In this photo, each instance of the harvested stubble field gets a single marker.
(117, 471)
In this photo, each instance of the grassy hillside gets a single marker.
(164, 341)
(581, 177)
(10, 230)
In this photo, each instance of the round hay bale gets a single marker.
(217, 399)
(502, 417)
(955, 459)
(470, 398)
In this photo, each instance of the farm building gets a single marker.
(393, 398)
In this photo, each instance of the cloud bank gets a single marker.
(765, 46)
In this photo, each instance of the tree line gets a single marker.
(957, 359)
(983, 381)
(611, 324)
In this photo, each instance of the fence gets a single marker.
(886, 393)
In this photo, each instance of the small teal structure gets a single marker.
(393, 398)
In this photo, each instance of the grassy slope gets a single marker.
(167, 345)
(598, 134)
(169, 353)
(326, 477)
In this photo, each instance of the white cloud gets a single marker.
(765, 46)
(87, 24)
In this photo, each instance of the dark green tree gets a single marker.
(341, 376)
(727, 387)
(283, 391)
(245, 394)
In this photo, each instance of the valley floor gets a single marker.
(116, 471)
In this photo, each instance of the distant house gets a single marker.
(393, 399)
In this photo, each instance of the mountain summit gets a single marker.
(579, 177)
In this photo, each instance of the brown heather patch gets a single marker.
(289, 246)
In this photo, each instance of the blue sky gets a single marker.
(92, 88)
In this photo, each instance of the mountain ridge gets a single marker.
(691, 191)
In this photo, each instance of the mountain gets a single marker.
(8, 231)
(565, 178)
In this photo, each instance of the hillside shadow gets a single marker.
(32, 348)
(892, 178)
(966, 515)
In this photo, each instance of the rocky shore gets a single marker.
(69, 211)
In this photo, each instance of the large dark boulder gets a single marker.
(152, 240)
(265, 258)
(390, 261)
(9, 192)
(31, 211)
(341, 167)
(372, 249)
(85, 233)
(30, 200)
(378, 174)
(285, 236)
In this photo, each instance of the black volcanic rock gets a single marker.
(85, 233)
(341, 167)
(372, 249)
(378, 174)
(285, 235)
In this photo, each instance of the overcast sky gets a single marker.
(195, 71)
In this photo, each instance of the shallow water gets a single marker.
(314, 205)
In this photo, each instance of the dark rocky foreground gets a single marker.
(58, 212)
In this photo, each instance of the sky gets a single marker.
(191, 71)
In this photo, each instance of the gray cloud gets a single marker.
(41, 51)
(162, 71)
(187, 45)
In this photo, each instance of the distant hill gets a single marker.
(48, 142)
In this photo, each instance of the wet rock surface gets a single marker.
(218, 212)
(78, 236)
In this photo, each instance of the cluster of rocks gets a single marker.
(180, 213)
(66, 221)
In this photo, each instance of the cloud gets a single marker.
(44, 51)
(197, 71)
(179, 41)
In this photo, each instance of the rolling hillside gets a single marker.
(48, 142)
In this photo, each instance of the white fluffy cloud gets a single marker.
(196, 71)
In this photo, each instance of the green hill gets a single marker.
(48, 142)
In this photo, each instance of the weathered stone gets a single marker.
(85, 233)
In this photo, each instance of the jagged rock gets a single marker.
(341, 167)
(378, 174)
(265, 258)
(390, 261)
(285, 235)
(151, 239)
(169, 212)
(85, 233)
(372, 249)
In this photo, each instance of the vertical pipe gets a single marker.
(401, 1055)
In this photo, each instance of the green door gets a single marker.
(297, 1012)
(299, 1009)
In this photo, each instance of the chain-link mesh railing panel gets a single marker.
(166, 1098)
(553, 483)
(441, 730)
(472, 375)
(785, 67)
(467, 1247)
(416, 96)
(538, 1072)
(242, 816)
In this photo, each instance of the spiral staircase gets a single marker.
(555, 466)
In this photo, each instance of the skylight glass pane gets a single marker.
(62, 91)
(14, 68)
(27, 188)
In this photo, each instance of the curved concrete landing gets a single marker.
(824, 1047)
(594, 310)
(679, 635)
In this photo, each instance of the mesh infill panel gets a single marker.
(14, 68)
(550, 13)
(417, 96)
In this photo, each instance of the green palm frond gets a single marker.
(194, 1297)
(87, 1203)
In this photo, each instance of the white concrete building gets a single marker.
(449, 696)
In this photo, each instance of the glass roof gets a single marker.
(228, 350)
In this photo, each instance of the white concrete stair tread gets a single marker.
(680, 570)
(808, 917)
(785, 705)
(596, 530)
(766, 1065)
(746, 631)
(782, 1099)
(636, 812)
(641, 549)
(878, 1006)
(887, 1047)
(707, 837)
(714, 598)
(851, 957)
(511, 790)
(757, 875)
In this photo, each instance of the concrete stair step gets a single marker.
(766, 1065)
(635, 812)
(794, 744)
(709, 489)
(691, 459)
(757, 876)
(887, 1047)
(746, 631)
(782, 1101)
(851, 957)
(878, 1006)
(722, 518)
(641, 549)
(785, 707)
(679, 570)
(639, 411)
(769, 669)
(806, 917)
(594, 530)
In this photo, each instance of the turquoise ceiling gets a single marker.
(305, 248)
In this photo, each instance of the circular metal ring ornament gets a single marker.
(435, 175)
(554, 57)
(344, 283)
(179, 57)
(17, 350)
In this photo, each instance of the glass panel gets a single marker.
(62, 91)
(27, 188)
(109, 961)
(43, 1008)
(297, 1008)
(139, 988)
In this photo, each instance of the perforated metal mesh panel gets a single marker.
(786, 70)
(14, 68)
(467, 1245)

━━━━

CHALLENGE: Write the lines out exactly, from the one with "In this photo, each instance of the turquoise" down to the last line of the listing, and leave out all others.

TASK RESULT:
In this photo, each instance of the turquoise ceiling gets a single marker.
(305, 248)
In this photo, each instance of the circular metal ring ornament gets a single marker.
(435, 175)
(554, 57)
(344, 283)
(179, 57)
(17, 350)
In this photo, each instance of the glass panel gets a single marker.
(62, 91)
(27, 188)
(109, 961)
(43, 1008)
(297, 1008)
(139, 988)
In this photo, each instance of the perforated metal mesh panel gets a single marker.
(786, 70)
(14, 68)
(467, 1245)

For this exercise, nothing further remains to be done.